> Task requirements:
a: According to the excerpt on technical assumptions, on which page of the report is the case of all LERs depleting at the same time considered?
b: For each statement, state whether the excerpt on technical assumptions agrees with it, and quote the deciding words: (i) the excerpt likens all LERs depleting at once to all power plants malfunctioning at once; (ii) the excerpt holds that non-LER can provide time-unlimited FCR; (iii) the excerpt asks ENTSO-E to assign probabilities to the safe and unsafe combinations.
c: Continue the excerpt on technical assumptions from the point where it stops.

> Excerpt:
++++

Technical assumptions

Other technical assumptions made in the report are questionable from the industry perspective, or could be considered so improbable that valuing them the same way as other more probable occurrences would be inefficient. In page 6 of the report the case is considered of all LERs depleting at the same time. This seems like an extremely unlikely occurrence, akin to all power plants malfunctioning at the same time.

Different LERs start at different moments in time, they have different capacity, different losses, different buffers, they might be stacking services at the same time and adapting the way they deplete. A similar assumption is made when in page 25, where it is said that LER “impose stricter time constraints than non-LER that could have time-unlimited FCR provision”. Non-non-LER will deliver what they were contracted for, not more. Even non-LER have their limitations, there is no such thing as “unlimited” provision (e.g., they eventually run out of fuel).

If these extreme and highly unlikely cases should be included in the modelling, an appropriate probability should be given to them, and have it factored it into the most cost-efficient solution. We request ENTSO-E to assign probabilities to the “safe combinations” and “unsafe combinations” as stated in figure 1.

++++

Records from a point labeling set
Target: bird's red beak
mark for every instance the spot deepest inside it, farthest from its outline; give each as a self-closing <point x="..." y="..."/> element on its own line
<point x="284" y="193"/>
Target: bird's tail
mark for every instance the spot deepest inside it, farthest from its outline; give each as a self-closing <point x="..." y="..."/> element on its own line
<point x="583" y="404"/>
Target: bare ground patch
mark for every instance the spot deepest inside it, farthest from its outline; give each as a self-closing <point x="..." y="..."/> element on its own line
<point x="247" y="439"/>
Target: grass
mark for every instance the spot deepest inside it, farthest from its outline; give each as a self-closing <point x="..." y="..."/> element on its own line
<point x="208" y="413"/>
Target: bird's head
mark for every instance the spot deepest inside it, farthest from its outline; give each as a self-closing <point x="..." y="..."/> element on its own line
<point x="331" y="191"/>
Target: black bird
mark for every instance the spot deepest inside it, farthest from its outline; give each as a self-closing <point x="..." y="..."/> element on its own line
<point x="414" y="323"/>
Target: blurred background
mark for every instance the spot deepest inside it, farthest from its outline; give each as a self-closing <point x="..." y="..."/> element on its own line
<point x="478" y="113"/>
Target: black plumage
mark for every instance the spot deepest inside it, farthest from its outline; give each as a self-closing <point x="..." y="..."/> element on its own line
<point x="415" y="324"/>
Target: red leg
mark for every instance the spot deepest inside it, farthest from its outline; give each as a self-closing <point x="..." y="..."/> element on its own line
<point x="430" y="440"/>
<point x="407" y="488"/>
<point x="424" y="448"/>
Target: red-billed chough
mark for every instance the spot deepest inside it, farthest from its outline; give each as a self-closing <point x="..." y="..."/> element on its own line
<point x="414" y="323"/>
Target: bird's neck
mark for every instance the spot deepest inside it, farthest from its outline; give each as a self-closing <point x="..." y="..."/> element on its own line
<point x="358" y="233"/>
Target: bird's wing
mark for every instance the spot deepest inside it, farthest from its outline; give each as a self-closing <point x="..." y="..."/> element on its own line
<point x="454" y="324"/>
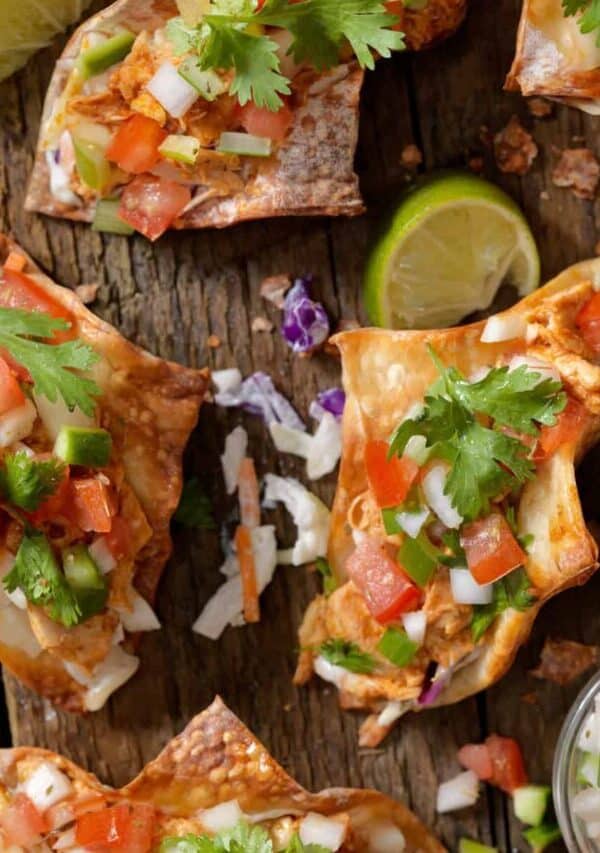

++++

> Answers to the problems:
a: Page 6.

b:
(i) Yes: "akin to all power plants malfunctioning at the same time."
(ii) No: "there is no such thing as “unlimited” provision (e.g., they eventually run out of fuel)."
(iii) Yes: "We request ENTSO-E to assign probabilities to the “safe combinations” and “unsafe combinations” as stated in figure 1."

c:
The model is a simplification, considering the real behavior of LER related different recharging strategies, different initial operating conditions, etc. The starting state of charge of LER considered in the model is however set at 50%, in this way a mean value has been assumed aiming at intercepting a “mean behavior”

of LER. LER depletion would occur on a time distribution of a few minutes around the moment in which the model simulates the instantaneous full depletion.

For the sake of normal and emergency condition in CE, the nonLER provide a time unlimited service (as provided for in the SO GL). The possibility of conventional power plant to run out of fuel is not realistic.

Finally, the reasons to not include the “Reserve Mode”, a condition recently included in the FCR

properties, precisely to avoid total depletion of LER, is not apparent, in particular if all new LER will have to abide by it. Any modelling performed for the short- and medium-term should consider all parameters and conditions under which the participating technologies will be considered.

Additional properties for FCR foresee the possibility to introduce the so called “Reserve mode” for LER.

LER switching to the “reserve mode” would request the regulation to counteract only minor,

fast-fluctuating frequency deviation. The bulk regulation is expected to be taken over by FRR in order to avoid the full depletion of LER and to ensure a residual regulation capacity.

The “reserve mode”, as explicitly defined by the approved regulation, shall be ensured “Besides ensuring that the energy reservoir is sufficient to continuously activate FCR in normal state and fully activate FCR in alert state for the time period pursuant to Article 156(9) of the SO Regulation”.

It means that it cannot be considered as an extra energy/time margin in the case of a depletion, but rather as a way to ensure a limited regulating capacity from LER against small frequency fluctuations.

Furthermore, the “reserve mode” (which is applied to units prequalified for the first time after the entry into force of the regulation) relies on a process of shift of the regulating capacity from FCR to FRR.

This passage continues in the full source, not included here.